Assignment:
Retype, word for word, every line from the one holding "Form = pixel coordinates such as (45,16)" through the one holding "Form = pixel coordinates such as (882,817)" in the entries below, both included, and only those lines.
START Data for the task
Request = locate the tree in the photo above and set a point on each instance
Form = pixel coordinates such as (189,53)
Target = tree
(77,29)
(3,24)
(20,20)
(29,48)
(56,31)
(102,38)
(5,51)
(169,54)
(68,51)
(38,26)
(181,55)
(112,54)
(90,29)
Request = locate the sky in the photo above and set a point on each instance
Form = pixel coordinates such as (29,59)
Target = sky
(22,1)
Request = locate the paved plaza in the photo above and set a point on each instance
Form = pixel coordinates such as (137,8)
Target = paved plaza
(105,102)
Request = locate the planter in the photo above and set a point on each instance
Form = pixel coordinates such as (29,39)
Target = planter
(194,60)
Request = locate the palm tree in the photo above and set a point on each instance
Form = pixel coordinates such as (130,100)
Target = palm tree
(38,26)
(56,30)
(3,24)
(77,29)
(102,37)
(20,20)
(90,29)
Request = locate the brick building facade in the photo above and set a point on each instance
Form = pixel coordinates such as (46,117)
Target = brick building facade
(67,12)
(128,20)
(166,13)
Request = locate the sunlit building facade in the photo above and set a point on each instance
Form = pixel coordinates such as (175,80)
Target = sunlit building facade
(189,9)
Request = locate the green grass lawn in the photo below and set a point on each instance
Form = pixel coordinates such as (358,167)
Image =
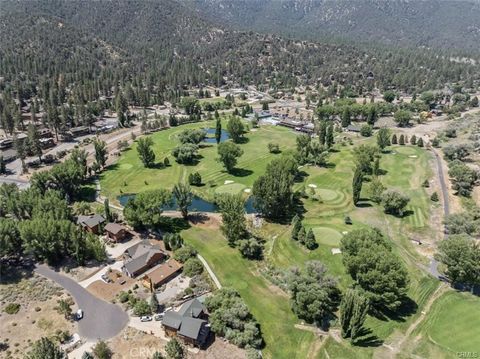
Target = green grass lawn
(268,304)
(129,176)
(452,326)
(406,167)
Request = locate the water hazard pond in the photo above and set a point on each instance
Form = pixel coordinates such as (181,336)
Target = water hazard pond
(198,204)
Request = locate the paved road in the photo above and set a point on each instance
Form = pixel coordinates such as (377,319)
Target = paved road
(101,320)
(21,183)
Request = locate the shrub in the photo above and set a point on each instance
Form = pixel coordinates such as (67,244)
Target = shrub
(142,308)
(195,179)
(273,147)
(192,267)
(12,308)
(184,253)
(250,248)
(366,130)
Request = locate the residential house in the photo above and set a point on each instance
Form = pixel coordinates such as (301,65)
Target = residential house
(188,324)
(141,257)
(115,232)
(91,223)
(162,274)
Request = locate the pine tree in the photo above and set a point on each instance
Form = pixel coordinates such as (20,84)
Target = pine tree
(302,234)
(322,132)
(346,117)
(153,303)
(357,185)
(376,167)
(34,144)
(353,311)
(329,136)
(106,210)
(296,226)
(310,241)
(218,130)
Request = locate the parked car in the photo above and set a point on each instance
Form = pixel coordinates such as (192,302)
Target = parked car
(106,279)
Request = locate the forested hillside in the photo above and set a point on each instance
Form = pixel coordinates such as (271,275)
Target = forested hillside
(437,23)
(163,45)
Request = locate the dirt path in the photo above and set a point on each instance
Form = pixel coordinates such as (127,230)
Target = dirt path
(396,348)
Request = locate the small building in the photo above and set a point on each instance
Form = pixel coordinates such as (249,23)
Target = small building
(79,131)
(45,133)
(141,257)
(162,274)
(46,142)
(115,232)
(190,323)
(91,223)
(353,128)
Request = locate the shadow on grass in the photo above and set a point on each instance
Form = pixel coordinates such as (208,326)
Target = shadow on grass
(407,308)
(241,172)
(367,339)
(363,203)
(15,269)
(174,225)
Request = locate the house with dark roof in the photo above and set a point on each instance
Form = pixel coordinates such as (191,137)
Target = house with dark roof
(91,223)
(141,257)
(162,274)
(188,324)
(115,232)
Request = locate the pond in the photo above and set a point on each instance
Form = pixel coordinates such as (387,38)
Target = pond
(211,135)
(198,204)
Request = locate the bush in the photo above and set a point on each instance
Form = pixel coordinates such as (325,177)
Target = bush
(273,147)
(184,253)
(250,248)
(366,130)
(102,351)
(123,297)
(195,179)
(12,308)
(192,267)
(142,308)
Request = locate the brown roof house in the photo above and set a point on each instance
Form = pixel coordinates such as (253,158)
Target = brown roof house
(91,223)
(162,274)
(115,232)
(189,323)
(141,257)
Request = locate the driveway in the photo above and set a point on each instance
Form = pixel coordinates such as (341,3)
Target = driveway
(101,320)
(98,276)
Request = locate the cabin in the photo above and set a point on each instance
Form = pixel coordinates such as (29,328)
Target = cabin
(91,223)
(189,324)
(115,232)
(140,258)
(79,131)
(162,274)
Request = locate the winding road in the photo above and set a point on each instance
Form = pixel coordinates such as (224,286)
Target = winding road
(101,320)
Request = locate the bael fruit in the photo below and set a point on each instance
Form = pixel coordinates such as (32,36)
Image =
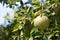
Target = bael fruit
(41,22)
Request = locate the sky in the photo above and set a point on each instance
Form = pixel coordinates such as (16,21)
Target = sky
(4,10)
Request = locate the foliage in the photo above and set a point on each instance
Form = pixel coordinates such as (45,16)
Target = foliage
(22,25)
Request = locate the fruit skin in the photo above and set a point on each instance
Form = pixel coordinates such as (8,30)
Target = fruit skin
(41,22)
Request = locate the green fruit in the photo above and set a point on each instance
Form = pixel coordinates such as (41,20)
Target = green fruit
(41,22)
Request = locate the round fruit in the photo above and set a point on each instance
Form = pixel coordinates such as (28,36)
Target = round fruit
(41,22)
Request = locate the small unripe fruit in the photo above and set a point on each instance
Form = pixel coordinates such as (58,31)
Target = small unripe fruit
(41,22)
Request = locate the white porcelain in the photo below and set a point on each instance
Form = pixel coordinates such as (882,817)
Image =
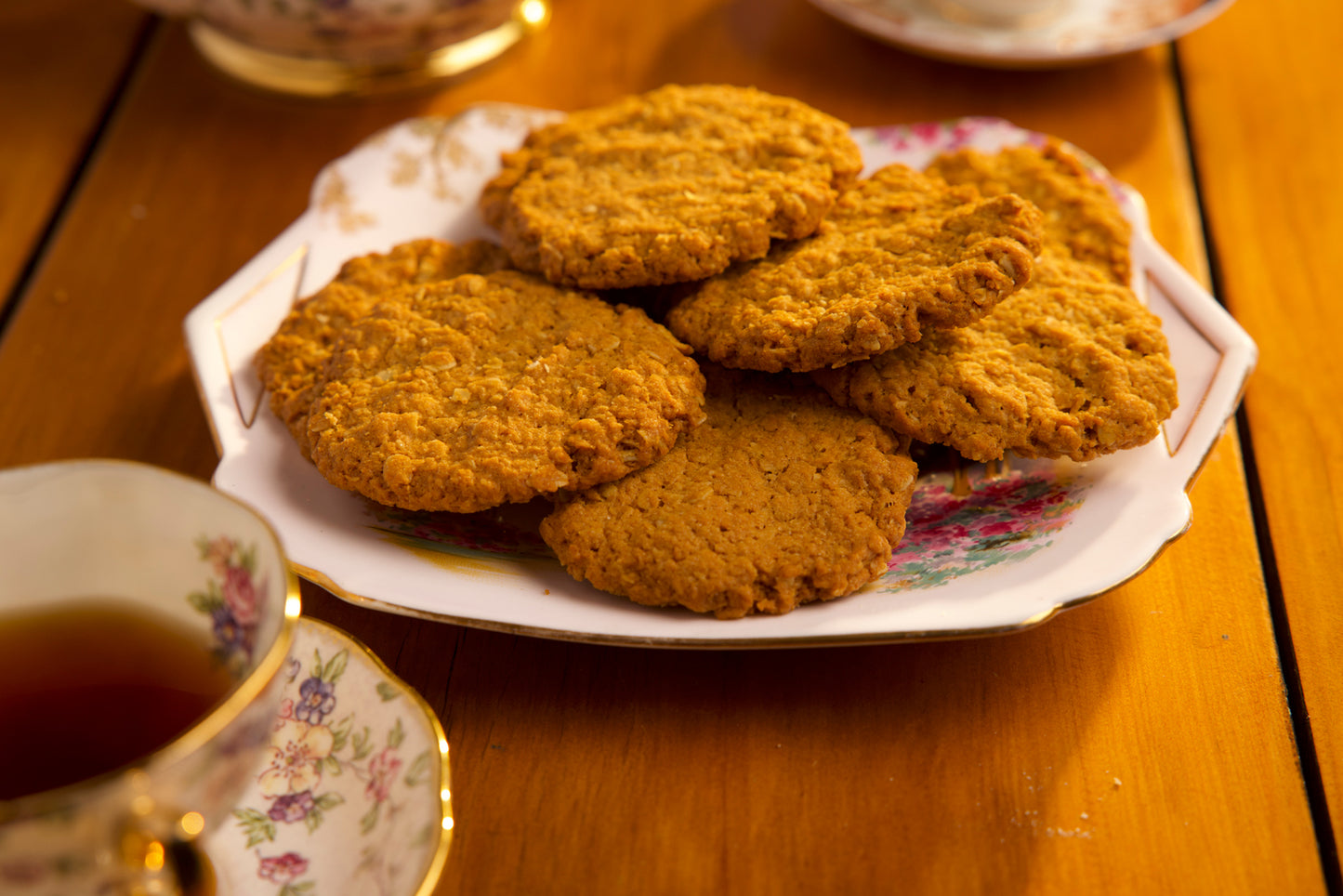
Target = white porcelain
(1074,33)
(192,555)
(353,793)
(1026,545)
END Data for the task
Exercise output:
Form = pixel coordinates such as (45,16)
Target = foliage
(22,25)
Request = locate the fruit skin in the photo above and set a point on each instance
Form = pixel coordinates such as (8,30)
Target = fruit skin
(41,22)
Request = locate the green fruit in the photo above and set a point on each instance
Form = pixel coordinates such as (41,20)
Target = green fruit
(41,22)
Request = locate the round fruit in the photo above and set a point on each instance
Form = pixel coordinates such as (28,36)
Target = round fruit
(41,22)
Request = locate the small unripe fruit in the photo above and set a point on each instance
Form = pixel coordinates such as (58,31)
Target = small unripe fruit
(41,22)
Request = locate the white porcelain in the photo below and set a point on each instance
Form = pixel coordinates such as (882,817)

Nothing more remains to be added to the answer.